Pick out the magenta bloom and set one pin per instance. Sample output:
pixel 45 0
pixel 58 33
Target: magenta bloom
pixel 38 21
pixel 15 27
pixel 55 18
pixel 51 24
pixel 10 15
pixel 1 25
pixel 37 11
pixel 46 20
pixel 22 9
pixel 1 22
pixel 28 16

* * *

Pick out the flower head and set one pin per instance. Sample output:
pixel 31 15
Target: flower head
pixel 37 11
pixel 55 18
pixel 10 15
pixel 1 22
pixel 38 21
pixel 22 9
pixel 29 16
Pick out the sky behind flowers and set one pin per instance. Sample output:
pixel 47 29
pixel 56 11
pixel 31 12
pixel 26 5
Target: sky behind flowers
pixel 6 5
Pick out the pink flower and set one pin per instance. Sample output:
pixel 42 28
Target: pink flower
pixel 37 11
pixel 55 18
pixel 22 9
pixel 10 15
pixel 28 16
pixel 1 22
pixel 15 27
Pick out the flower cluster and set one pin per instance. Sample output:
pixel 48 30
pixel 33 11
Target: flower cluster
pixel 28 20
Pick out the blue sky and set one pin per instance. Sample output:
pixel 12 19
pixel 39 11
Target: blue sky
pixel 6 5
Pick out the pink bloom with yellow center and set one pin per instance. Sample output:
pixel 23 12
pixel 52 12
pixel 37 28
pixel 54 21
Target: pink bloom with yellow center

**REQUIRED ACTION:** In the entries above, find the line with "Target: blue sky" and the line with "Target: pink bloom with yellow center", then set down exactly those two and every line between them, nothing else.

**OUTPUT:**
Target: blue sky
pixel 6 5
Pick out the pink bloom with yellow center and set one pin per instance. Sample output:
pixel 23 12
pixel 52 12
pixel 37 28
pixel 54 21
Target: pink bloom with yellow center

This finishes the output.